Set task: Give back each of the entries below word for word, leaving out the pictures.

Input material:
....
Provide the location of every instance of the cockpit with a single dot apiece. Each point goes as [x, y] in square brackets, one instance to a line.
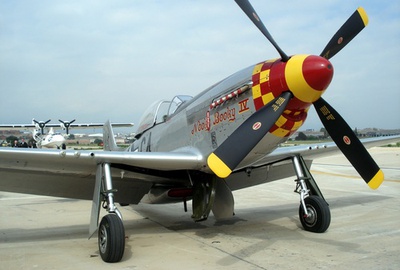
[160, 111]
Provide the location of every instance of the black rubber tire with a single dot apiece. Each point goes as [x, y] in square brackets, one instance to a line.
[320, 216]
[111, 238]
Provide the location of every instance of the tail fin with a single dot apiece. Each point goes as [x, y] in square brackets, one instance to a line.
[108, 138]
....
Problem solution:
Provide the location of every instance of the cockpit with a single dot apiece. Each point goes as [x, y] in square brackets, one instance to a line.
[160, 111]
Provide the location of every instance of the black rubber tire with a single dot apiece. Each point goes as [x, y] in square brackets, one instance to a line.
[320, 216]
[111, 238]
Provide the location of every instance of the tail fin with a single dot apiece. Each point goes as [x, y] in square brackets, one instance to a line.
[108, 138]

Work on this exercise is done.